--- begin READING TEXT ---

Issue 10-03-2017Update 2016 - The MIRA-research report “Internalization of external costs of transport in Flanders” (2010) estimated the private costs, the external costs, and the degree of internalization of transport for the period 2000-2008. Six years later it is time to update this report.

As in the previous study, we calculated the private and marginal external costs for different transport modes. The private costs are the costs for the user. For road transport these include the vehicle purchase costs, insurances, maintenance, fuel costs, etc. For regulated transport (bus, train, plane) this is the ticket price. Marginal external costs are external because the user does not take them into account when deciding to make a trip. They are called marginal as we focus on the additional effect of that one trip. We distinguish the following marginal external costs:

  • Congestion
  • Environment (air pollution and greenhouse gasses)
  • Noise
  • Safety
  • Infrastructure
  • Health

Internalization of external costs determines the extent to which the user does take into account part of these external costs via taxes and levies. In the case of full internalization, the user pays for all the costs he causes via taxes and levies. Today, in most cases, the user does not pay the full costs he causes.

In this study we calculated the private costs, marginal external costs, and degree of internalization for all modes for the period 2000-2014, with an outlook towards 2016. Based on these calculations we assessed the evolution of the degree of internalization over time. Is Flanders heading towards the “polluter pays principle”? Which steps are needed to evolve to a better pricing?

To what extent does the transport user internalize their external costs?

At the moment most users do not pay for the nuisances they cause. The figure below shows the degree of internalization for the different modes examined in this study. The numbers are relative: the sum of all external costs equals 100 %. The small grey bars show to what extent the taxes cover the marginal external costs. A negative tax represents a subsidy. For cyclists, the marginal benefits are larger than the marginal costs, hence the sum of external “costs” does not equal 100 %.

--- end READING TEXT ---

→ **WORK TO DO**
• a. From the transport costs text, return the stretch from "Internalization of external costs determines" through "costs he causes." word for word.
• b. Name every marginal external cost that the transport costs text distinguishes.
• c. Answer these from the transport costs text:
(i) Which period did the 2010 MIRA-research report cover?
(ii) For regulated transport, what counts as the private cost?
(iii) What does a negative tax represent?

--- begin SOURCE DATA ---

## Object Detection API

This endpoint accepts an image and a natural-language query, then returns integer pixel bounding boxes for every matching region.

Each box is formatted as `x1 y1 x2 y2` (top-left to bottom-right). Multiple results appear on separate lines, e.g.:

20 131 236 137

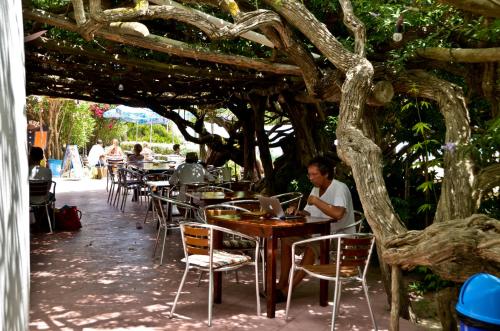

--- end SOURCE DATA ---

→ **RESULTS OF THE EXERCISE**
• a.
Internalization of external costs determines the extent to which the user does take into account part of these external costs via taxes and levies. In the case of full internalization, the user pays for all the costs he causes via taxes and levies. Today, in most cases, the user does not pay the full costs he causes.

• b.
Congestion
Environment (air pollution and greenhouse gasses)
Noise
Safety
Infrastructure
Health

• c.
(i) 2000-2008
(ii) The ticket price
(iii) A subsidy